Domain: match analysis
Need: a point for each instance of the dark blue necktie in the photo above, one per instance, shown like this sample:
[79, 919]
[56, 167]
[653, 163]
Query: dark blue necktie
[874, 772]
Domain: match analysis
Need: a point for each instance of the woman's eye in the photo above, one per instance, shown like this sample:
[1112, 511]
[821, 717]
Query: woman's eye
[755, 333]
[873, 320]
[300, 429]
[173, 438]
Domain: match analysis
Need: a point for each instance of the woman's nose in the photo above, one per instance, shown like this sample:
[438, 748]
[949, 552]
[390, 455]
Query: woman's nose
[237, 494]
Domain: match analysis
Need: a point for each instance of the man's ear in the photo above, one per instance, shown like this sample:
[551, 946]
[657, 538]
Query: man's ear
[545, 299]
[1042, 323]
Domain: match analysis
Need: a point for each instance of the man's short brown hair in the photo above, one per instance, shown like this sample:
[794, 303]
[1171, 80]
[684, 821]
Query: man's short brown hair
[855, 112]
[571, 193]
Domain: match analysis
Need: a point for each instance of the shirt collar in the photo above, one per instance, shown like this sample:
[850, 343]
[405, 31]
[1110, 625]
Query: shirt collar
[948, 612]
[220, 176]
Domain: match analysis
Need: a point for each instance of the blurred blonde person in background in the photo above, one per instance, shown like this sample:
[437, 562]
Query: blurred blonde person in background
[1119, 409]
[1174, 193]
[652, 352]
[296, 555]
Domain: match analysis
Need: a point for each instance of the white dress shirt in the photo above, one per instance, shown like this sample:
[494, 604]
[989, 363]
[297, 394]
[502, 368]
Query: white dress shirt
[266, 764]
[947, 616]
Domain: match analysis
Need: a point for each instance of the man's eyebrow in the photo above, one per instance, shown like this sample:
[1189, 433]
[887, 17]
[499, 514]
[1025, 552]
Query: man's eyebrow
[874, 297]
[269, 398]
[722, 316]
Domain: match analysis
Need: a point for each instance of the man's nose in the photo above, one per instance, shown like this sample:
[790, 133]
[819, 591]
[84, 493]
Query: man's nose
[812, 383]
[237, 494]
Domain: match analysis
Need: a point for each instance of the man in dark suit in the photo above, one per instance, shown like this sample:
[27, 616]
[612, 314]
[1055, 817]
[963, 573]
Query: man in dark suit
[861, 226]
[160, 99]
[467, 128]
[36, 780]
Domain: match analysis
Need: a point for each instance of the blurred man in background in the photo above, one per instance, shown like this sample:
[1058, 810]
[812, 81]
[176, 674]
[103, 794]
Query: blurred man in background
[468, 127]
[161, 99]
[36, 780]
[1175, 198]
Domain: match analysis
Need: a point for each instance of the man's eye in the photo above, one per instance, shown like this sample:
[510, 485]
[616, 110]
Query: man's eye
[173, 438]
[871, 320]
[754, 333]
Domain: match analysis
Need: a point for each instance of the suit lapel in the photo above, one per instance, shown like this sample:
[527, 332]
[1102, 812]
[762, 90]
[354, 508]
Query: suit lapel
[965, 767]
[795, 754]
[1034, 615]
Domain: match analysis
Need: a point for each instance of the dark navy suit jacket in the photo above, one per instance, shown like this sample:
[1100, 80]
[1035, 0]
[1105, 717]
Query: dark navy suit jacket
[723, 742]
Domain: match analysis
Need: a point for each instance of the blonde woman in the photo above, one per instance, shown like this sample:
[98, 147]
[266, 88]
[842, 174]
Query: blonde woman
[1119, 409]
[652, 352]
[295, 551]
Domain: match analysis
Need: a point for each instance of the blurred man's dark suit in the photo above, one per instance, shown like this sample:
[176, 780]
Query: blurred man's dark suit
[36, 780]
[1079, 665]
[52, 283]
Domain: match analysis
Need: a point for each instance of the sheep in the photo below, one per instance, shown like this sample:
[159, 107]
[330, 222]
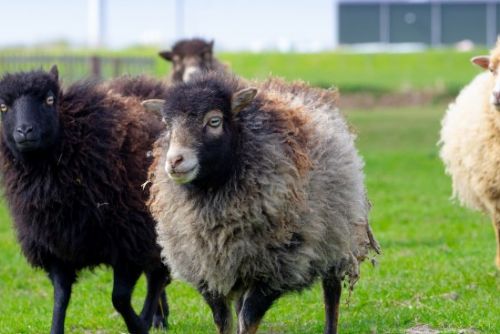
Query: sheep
[256, 195]
[470, 142]
[190, 57]
[72, 164]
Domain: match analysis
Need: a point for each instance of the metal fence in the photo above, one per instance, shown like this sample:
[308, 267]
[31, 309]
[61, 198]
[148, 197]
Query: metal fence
[72, 68]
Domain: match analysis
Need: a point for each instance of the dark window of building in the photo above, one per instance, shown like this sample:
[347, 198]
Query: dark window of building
[463, 21]
[410, 23]
[359, 23]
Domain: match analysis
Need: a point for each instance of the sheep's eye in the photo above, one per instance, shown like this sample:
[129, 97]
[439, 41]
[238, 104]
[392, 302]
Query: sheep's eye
[215, 121]
[49, 100]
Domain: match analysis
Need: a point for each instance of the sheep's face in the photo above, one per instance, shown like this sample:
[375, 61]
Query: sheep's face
[201, 133]
[189, 58]
[28, 106]
[491, 64]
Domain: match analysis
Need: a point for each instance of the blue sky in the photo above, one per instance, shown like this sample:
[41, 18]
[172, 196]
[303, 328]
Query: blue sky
[234, 24]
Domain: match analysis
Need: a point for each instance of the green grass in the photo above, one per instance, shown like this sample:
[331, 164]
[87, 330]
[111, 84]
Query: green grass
[432, 249]
[444, 71]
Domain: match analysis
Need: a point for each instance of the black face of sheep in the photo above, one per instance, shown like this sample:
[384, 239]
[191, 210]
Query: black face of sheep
[189, 57]
[201, 132]
[30, 122]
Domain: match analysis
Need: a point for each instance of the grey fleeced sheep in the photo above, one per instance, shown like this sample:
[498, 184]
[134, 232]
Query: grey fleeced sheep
[259, 194]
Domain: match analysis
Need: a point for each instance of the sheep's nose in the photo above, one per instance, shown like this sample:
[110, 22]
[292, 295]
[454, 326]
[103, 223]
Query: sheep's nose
[23, 130]
[175, 160]
[496, 95]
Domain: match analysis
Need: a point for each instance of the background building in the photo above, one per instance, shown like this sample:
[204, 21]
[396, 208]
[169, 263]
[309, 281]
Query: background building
[431, 22]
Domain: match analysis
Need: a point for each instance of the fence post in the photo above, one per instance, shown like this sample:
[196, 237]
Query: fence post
[95, 66]
[116, 66]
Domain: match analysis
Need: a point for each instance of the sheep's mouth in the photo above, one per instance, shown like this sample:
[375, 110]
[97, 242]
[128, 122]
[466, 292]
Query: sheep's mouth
[184, 176]
[27, 145]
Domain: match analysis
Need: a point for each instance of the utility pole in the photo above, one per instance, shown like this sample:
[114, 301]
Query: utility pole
[96, 23]
[179, 19]
[335, 23]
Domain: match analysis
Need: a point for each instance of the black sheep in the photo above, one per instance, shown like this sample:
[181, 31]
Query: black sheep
[73, 163]
[191, 57]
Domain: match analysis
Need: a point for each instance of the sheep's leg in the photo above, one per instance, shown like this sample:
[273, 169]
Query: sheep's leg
[123, 286]
[332, 289]
[155, 309]
[496, 228]
[160, 319]
[220, 310]
[62, 279]
[256, 302]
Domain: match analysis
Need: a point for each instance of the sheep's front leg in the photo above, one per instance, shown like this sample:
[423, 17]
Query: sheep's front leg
[62, 279]
[256, 301]
[123, 286]
[155, 309]
[496, 229]
[332, 289]
[220, 310]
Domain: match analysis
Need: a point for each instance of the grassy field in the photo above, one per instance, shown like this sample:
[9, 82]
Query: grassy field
[436, 268]
[444, 71]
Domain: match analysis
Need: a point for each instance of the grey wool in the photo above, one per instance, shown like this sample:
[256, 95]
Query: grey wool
[292, 207]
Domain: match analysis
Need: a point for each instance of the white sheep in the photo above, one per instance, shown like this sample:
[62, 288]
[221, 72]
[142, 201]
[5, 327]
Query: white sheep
[470, 142]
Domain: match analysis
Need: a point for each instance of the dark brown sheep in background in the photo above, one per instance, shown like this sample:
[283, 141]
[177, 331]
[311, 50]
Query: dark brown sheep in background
[190, 57]
[73, 163]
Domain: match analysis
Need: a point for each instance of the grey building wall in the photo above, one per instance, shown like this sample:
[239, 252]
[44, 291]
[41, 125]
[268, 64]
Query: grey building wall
[429, 22]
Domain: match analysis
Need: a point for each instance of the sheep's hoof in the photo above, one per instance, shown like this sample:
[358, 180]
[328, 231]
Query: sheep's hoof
[160, 322]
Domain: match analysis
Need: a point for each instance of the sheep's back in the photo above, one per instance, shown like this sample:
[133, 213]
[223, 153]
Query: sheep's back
[470, 146]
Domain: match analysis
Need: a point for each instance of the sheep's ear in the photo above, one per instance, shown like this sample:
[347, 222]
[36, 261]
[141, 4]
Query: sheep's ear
[153, 105]
[481, 61]
[167, 55]
[55, 72]
[242, 98]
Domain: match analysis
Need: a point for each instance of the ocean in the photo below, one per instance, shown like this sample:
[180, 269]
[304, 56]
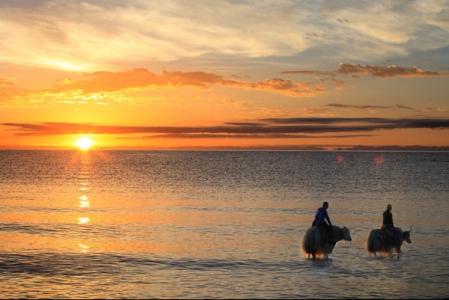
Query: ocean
[218, 224]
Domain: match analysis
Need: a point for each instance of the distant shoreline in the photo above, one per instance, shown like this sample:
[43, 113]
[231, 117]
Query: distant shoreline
[286, 148]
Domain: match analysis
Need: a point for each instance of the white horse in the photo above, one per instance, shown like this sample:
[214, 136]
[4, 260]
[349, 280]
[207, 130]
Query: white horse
[317, 242]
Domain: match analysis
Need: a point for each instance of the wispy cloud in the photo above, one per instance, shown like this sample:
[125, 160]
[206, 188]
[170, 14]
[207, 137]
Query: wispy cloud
[89, 35]
[386, 71]
[262, 128]
[377, 71]
[398, 106]
[8, 89]
[138, 78]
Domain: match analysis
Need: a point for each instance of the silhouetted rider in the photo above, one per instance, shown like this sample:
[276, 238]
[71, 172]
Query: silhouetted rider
[388, 226]
[322, 220]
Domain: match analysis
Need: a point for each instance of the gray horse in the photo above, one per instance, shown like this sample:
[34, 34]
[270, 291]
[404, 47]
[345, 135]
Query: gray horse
[316, 241]
[379, 241]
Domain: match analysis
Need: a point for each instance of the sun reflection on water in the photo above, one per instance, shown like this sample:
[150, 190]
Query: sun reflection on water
[83, 220]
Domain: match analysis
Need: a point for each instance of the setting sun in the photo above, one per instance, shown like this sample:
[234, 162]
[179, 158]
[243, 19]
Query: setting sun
[84, 143]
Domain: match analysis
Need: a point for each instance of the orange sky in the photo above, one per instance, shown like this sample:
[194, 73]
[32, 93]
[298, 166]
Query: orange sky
[223, 74]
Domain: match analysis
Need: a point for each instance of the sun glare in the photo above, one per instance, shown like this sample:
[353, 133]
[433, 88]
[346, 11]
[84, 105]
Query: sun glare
[84, 143]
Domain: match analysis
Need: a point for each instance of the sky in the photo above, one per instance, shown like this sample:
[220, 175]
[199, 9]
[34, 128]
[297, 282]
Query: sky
[206, 74]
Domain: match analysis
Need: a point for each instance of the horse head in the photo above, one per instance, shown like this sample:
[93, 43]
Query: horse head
[406, 236]
[346, 234]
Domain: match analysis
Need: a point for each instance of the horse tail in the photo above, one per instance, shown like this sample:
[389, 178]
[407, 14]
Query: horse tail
[311, 241]
[370, 242]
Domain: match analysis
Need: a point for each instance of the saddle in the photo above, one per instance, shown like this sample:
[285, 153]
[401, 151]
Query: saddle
[390, 235]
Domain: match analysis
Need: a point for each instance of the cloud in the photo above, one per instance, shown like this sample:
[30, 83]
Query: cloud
[376, 71]
[8, 89]
[263, 128]
[139, 78]
[385, 71]
[246, 136]
[89, 35]
[338, 105]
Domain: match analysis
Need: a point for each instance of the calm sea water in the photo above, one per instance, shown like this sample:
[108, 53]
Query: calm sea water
[217, 224]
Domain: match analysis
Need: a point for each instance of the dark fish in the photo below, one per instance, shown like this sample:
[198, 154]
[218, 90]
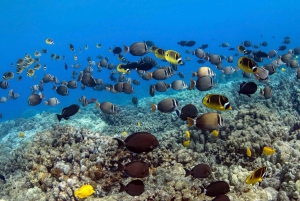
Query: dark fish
[260, 54]
[281, 48]
[117, 50]
[199, 171]
[135, 100]
[1, 176]
[247, 88]
[136, 169]
[133, 188]
[204, 46]
[139, 142]
[34, 99]
[190, 43]
[182, 43]
[188, 110]
[67, 112]
[152, 90]
[216, 188]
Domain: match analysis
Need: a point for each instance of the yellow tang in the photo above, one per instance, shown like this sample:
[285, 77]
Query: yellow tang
[187, 134]
[159, 53]
[256, 176]
[84, 191]
[247, 65]
[215, 133]
[268, 151]
[121, 69]
[173, 57]
[248, 152]
[186, 143]
[216, 102]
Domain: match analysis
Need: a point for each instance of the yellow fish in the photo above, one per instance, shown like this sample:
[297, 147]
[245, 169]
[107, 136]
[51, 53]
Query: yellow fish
[247, 65]
[186, 143]
[256, 176]
[268, 151]
[21, 134]
[173, 57]
[187, 134]
[215, 133]
[84, 191]
[248, 152]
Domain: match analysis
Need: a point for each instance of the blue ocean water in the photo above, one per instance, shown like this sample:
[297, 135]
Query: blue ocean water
[25, 25]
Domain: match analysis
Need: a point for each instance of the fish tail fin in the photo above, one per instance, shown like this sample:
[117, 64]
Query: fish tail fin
[97, 104]
[59, 117]
[122, 187]
[191, 122]
[120, 143]
[153, 107]
[126, 49]
[178, 112]
[187, 172]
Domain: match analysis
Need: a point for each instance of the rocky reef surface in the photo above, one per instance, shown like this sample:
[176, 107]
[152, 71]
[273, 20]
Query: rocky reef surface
[53, 159]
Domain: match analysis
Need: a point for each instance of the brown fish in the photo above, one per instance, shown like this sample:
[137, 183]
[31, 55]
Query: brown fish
[139, 142]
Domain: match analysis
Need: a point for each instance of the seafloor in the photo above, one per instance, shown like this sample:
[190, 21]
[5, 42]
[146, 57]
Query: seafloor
[53, 159]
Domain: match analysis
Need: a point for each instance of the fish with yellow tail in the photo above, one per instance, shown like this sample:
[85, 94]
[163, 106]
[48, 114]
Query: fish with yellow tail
[186, 143]
[173, 57]
[216, 102]
[256, 176]
[268, 151]
[121, 69]
[248, 152]
[84, 191]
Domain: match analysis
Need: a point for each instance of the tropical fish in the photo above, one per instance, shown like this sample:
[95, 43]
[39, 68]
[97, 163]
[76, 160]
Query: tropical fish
[199, 171]
[268, 151]
[248, 152]
[256, 176]
[84, 191]
[186, 143]
[216, 102]
[21, 134]
[187, 134]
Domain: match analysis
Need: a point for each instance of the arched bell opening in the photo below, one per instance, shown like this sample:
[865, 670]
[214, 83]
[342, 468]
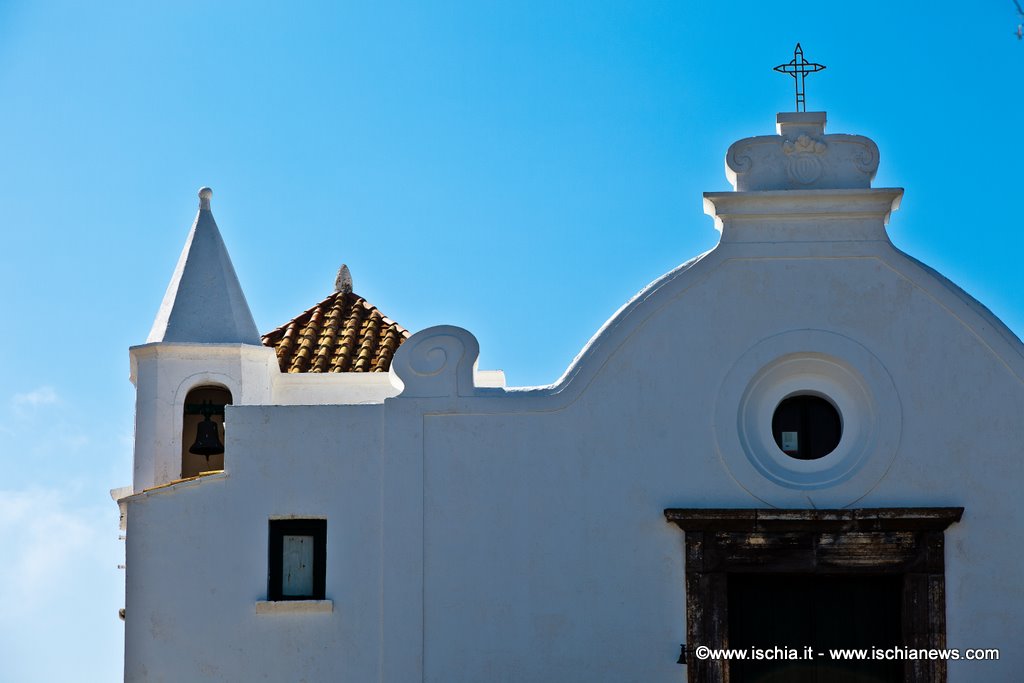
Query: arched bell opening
[203, 430]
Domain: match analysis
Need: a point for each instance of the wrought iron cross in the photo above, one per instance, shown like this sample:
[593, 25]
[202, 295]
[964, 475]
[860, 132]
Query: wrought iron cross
[799, 69]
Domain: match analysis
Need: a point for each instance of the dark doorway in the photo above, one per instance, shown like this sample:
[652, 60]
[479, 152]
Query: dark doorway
[817, 611]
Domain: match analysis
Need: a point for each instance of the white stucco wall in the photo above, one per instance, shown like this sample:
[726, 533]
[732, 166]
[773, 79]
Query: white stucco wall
[198, 555]
[483, 534]
[519, 536]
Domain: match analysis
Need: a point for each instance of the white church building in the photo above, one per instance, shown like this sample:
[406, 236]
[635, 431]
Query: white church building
[800, 440]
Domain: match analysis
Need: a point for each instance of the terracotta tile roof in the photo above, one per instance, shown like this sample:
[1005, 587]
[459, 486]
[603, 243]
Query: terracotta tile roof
[341, 334]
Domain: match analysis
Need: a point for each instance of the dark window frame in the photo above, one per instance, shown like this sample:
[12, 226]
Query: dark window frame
[906, 542]
[279, 528]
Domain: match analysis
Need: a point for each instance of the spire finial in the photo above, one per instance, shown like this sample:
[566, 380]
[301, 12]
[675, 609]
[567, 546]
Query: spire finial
[343, 283]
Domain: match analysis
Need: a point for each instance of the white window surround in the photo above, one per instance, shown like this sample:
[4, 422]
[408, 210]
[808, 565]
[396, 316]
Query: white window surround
[821, 364]
[294, 606]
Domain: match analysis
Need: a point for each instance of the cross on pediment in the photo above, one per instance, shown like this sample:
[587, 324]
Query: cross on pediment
[799, 68]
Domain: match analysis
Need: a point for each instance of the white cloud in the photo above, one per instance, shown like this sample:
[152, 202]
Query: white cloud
[46, 541]
[64, 588]
[43, 395]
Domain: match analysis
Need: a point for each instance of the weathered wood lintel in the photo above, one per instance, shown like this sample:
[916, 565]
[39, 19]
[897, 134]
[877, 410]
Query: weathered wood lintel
[905, 542]
[769, 519]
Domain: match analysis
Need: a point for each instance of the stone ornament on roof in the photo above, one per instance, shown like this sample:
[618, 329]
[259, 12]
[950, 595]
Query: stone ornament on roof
[802, 157]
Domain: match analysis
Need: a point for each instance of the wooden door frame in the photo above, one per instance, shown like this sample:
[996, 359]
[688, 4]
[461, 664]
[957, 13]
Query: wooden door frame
[908, 542]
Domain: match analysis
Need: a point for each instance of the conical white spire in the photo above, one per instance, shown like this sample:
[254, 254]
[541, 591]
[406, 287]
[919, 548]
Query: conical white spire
[204, 301]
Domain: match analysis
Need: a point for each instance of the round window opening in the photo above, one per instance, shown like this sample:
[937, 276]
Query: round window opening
[806, 427]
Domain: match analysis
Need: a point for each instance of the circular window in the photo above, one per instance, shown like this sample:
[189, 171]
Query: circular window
[837, 399]
[806, 427]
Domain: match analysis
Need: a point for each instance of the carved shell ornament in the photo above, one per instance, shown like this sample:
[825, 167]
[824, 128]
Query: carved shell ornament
[804, 165]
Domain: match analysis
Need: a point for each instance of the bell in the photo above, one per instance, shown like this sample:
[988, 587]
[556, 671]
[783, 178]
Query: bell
[207, 440]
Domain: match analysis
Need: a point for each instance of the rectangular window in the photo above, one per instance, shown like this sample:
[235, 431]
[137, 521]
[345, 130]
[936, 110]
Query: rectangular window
[297, 563]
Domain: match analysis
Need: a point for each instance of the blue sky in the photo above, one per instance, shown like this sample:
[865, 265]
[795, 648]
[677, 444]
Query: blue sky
[518, 169]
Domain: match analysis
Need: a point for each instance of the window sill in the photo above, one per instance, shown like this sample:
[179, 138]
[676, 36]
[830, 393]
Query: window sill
[294, 606]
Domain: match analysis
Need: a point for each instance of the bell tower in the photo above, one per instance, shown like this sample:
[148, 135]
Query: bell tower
[203, 354]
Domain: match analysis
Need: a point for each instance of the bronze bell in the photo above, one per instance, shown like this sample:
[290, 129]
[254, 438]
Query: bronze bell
[207, 440]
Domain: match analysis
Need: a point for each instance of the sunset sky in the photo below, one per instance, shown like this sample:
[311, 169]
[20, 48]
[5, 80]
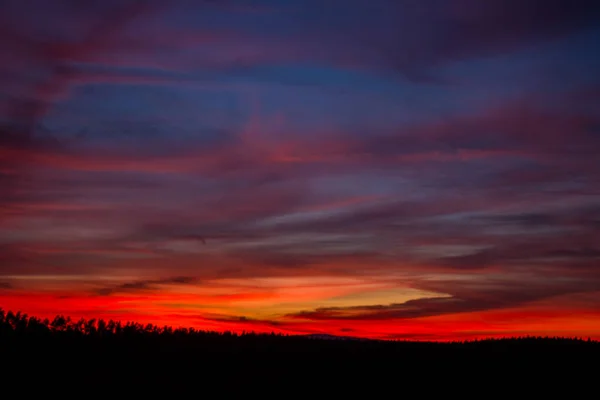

□ □ □ □

**Problem details**:
Count how many lines in the data contain the word "below", giving the number without comment.

**Output of the exercise**:
5